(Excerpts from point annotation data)
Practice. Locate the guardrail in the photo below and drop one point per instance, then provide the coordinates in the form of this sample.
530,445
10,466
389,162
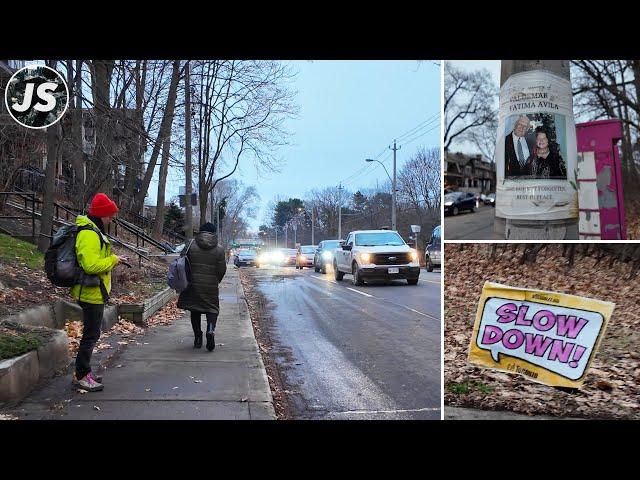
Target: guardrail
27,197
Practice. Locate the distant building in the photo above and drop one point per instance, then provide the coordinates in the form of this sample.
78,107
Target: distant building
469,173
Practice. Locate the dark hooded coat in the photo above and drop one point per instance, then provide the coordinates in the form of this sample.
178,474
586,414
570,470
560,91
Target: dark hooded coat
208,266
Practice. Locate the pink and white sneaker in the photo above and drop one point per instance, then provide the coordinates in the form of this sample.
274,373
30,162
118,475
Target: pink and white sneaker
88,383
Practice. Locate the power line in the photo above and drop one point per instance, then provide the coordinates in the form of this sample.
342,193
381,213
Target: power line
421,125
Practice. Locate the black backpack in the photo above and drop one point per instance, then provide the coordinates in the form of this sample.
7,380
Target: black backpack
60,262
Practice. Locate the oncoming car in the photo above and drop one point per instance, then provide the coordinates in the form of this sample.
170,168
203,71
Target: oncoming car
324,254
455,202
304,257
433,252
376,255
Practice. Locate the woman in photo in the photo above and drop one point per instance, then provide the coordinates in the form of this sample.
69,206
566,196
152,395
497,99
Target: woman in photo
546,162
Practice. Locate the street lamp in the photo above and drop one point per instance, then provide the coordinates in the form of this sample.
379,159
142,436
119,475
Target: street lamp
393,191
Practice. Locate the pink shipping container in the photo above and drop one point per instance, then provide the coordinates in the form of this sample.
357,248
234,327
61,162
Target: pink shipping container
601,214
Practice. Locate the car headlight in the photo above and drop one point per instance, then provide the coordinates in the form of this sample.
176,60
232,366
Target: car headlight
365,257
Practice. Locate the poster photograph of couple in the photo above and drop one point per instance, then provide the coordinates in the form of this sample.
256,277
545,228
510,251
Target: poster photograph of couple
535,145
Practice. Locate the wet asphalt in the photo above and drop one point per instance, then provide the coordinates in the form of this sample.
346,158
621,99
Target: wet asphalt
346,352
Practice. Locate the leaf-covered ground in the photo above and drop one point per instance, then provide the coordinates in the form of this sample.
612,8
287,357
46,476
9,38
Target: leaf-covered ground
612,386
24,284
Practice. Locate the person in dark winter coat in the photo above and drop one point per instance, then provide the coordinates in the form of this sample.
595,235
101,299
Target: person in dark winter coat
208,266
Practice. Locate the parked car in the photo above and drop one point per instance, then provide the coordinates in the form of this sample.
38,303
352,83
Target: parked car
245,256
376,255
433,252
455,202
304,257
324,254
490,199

- [TASK DIRECTIONS]:
Render every line of the rows above as a Markdown table with the columns No. and Line, numbering each line and skipping blank ones. Leave the pictures out.

- [EXERCISE SOLUTION]:
| No. | Line |
|---|---|
| 1 | Practice. Locate the guardrail in the photo below and drop one point per instance, then provide the coordinates in the form of this sample. |
| 2 | 530,445 |
| 3 | 10,466 |
| 4 | 389,162 |
| 5 | Target: guardrail |
| 6 | 27,197 |
| 7 | Practice. Locate the distant building in the photo above and drop one point per instance, then provide the coordinates in the form of this sample. |
| 8 | 78,107 |
| 9 | Target: distant building |
| 10 | 469,173 |
| 11 | Practice. Locate the dark hooded coat in the photo above and drop one point per instance, then provide the coordinates in the form of this sample. |
| 12 | 178,474 |
| 13 | 586,414 |
| 14 | 570,470 |
| 15 | 560,91 |
| 16 | Target: dark hooded coat |
| 17 | 208,266 |
| 18 | Practice. Locate the pink and white sneaker in the photo above and drop one point per instance, then provide the coordinates in the form of this sample. |
| 19 | 274,373 |
| 20 | 30,162 |
| 21 | 118,475 |
| 22 | Target: pink and white sneaker |
| 23 | 88,383 |
| 24 | Practice. Locate the power line in the photo above and drop one point per instance, then provide the coordinates in the form of this sample. |
| 25 | 342,193 |
| 26 | 381,213 |
| 27 | Target: power line |
| 28 | 421,125 |
| 29 | Practice. Locate the black backpack in the photo above and drop one point per instance, then provide the coordinates in the form of this sample. |
| 30 | 7,380 |
| 31 | Target: black backpack |
| 32 | 60,262 |
| 33 | Practice. Locate the oncoming car in the photo above and drop one point per instance, then provide the coordinates in the form of this sample. |
| 34 | 170,168 |
| 35 | 203,71 |
| 36 | Target: oncoming car |
| 37 | 324,254 |
| 38 | 455,202 |
| 39 | 304,257 |
| 40 | 433,252 |
| 41 | 376,255 |
| 42 | Practice. Locate the woman in photo in the photo above and drop one point per instance, then provide the coordinates in the form of this sample. |
| 43 | 69,206 |
| 44 | 566,196 |
| 45 | 152,395 |
| 46 | 497,99 |
| 47 | Target: woman in photo |
| 48 | 546,162 |
| 49 | Practice. Locate the street lamp in the photo above and drop one point per instance, then provide the coordinates in the form of this sample. |
| 50 | 379,159 |
| 51 | 142,436 |
| 52 | 119,475 |
| 53 | Target: street lamp |
| 54 | 393,191 |
| 55 | Practice. Locate the pink shipping container in the photo above and drop one point per instance, then provide the coordinates in the form of this sample. |
| 56 | 357,248 |
| 57 | 234,327 |
| 58 | 61,162 |
| 59 | Target: pink shipping container |
| 60 | 601,214 |
| 61 | Practice. Locate the car headlight in the photo above and drop one point per instance, then provide the coordinates in the form of this sample. |
| 62 | 176,60 |
| 63 | 232,366 |
| 64 | Target: car headlight |
| 65 | 365,257 |
| 66 | Practice. Locate the poster photograph of couple in the photo above and drop one point per instance, then provide the coordinates in the form of this sample. |
| 67 | 256,277 |
| 68 | 545,228 |
| 69 | 510,251 |
| 70 | Target: poster photograph of couple |
| 71 | 535,145 |
| 72 | Practice. Locate the wet asphalt in the photo above and drop one point per instance, then provide the coordinates in the form of this sample. |
| 73 | 346,158 |
| 74 | 621,99 |
| 75 | Target: wet asphalt |
| 76 | 346,352 |
| 77 | Practice. Locate the leaf-covered ground in the photo above and drop one point per instance, then provide the coordinates in the form of this sample. |
| 78 | 612,8 |
| 79 | 287,357 |
| 80 | 46,476 |
| 81 | 9,38 |
| 82 | Target: leaf-covered ground |
| 83 | 612,386 |
| 84 | 24,284 |
| 85 | Practice. Locate the person in dark winter coat in the photo above and drop one point per instance, then provide the coordinates in the form of this sample. |
| 86 | 595,235 |
| 87 | 101,299 |
| 88 | Target: person in dark winter coat |
| 89 | 208,266 |
| 90 | Practice. Locate the parked car in the photo above and drop one point per instance, then provide the coordinates in the form of this sample. |
| 91 | 38,303 |
| 92 | 352,83 |
| 93 | Target: parked car |
| 94 | 245,256 |
| 95 | 376,255 |
| 96 | 433,252 |
| 97 | 455,202 |
| 98 | 304,257 |
| 99 | 324,254 |
| 100 | 490,199 |